The Washington Post‘s Valerie Strauss features an excerpt from Diane Ravitch’s latest book Slaying Goliath that tells the story of Nashville School Board member Amy Frogge and her relentless advocacy for public schools. Highlights follow. The short version: Don’t f*** with Frogge.


Amy Frogge is a lawyer and a parent of children who attended Gower Elementary School in Nashville, Tennessee. In 2010, the city suffered a devastating flood, and people came together from across the city and even from out of state to help rebuild the damaged neighborhoods. Frogge was impressed by the energy that is generated when people coalesce behind a common goal. Aware that the Parent Teacher Organization at Gower Elementary was moribund, she and another parent decided to rebuild it. Over a year, they enhanced parent engagement, developed new community partnerships, and helped to bring about major improvements in the school’s performance, atmosphere, and culture.

◇ ◇ ◇ ◇ ◇ ◇ ◇

→ PROBLEMS AND TASKS
a - According to the passage about Amy Frogge, what happened to Nashville in 2010?
b - Carry the passage about Amy Frogge forward, starting after its final sentence.

◇ ◇ ◇ ◇ ◇ ◇ ◇

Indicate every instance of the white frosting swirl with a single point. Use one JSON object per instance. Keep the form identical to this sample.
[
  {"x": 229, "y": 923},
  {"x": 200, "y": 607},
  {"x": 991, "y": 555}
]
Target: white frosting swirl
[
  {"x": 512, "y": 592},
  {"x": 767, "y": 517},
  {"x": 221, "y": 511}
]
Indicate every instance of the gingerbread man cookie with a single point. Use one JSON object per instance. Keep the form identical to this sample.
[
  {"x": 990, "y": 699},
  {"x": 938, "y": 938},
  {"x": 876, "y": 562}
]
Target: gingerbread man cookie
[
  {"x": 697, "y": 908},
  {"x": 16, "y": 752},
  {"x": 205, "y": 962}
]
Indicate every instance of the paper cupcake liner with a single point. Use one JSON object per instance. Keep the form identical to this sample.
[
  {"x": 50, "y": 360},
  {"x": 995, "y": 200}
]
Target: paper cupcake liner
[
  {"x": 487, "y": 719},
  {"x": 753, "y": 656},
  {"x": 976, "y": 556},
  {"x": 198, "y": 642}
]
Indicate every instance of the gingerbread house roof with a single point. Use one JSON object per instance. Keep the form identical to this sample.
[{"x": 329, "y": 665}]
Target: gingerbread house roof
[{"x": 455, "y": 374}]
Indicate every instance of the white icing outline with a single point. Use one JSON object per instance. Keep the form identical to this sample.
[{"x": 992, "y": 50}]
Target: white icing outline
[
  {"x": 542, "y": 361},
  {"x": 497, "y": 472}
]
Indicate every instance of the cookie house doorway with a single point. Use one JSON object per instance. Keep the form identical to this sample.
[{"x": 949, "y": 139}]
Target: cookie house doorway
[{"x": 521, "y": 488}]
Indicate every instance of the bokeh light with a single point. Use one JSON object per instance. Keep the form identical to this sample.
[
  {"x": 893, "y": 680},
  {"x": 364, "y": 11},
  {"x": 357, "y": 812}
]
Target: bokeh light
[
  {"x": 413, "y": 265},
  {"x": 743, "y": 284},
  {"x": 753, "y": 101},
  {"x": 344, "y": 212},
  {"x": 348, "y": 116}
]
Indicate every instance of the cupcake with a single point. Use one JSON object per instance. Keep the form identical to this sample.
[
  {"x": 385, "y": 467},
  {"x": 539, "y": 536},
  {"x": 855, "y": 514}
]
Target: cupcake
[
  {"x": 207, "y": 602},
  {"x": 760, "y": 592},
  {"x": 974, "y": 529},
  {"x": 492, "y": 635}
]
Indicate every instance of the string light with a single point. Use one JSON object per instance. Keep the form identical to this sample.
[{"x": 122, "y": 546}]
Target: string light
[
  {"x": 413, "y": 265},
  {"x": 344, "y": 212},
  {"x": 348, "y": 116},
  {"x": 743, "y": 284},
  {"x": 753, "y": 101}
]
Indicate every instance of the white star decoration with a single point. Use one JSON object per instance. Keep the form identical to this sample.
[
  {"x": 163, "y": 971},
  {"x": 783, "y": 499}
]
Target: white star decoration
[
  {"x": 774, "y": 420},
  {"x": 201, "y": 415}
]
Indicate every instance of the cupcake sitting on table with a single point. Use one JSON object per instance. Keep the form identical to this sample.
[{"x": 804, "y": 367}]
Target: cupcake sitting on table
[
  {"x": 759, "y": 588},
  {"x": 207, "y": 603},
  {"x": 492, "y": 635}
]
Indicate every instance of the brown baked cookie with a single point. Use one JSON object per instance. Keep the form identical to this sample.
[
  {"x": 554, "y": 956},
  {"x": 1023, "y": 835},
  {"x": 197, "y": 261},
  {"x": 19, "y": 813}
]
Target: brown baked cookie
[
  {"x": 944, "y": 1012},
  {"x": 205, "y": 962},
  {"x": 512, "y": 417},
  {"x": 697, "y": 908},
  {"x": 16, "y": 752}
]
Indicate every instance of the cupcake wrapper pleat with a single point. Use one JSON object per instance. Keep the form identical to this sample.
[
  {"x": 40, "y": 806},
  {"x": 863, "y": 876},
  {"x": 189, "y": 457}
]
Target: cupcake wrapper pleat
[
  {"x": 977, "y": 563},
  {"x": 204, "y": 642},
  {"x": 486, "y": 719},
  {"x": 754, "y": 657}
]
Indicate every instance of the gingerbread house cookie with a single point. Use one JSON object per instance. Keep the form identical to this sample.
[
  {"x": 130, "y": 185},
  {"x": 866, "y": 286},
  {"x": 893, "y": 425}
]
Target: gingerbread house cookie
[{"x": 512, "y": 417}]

◇ ◇ ◇ ◇ ◇ ◇ ◇

→ RESPONSE LIST
a - The city suffered a devastating flood.

b -
Determined to “give back to her community,” Frogge decided to run for the Metro Nashville school board in 2012. With the help of many volunteers, she rang doorbells across her district. She raised $25,000. Her opponent was endorsed by Nashville mayor Karl Dean, the Chamber of Commerce, the local teachers’ union, and the Gates-funded group called Stand for Children. Her opponent spent $125,000, five times what Frogge spent. But Frogge won by a two-to-one landslide. When she ran, she was unaware of the national debates about privatization. She just wanted to do her part as a citizen. She quickly learned about the efforts by national charter chains to gain a foothold in Nashville and decided that this was not good for the local public schools.


Frogge emerged as an articulate critic of privatization and Corporate Disruption. In her role as a board member, she wanted expanded recess time, more time for art and music, less time devoted to testing, and increased funding for the schools, but these issues were overshadowed by the persistent struggle between the school board and the state over charter expansion. She courageously stood up to the right-wing governor, the legislature, the state commissioner, and Mayor Dean, who were all pushing for more charters in Nashville. The local newspapers criticized her as “divisive” and “shrill” for taking a stand (these are the words applied to women who speak out but not to men, who are seen as “forceful” and “strong”). The newspapers grew tired of her complaints about the large amounts of outside money that poured into school board races.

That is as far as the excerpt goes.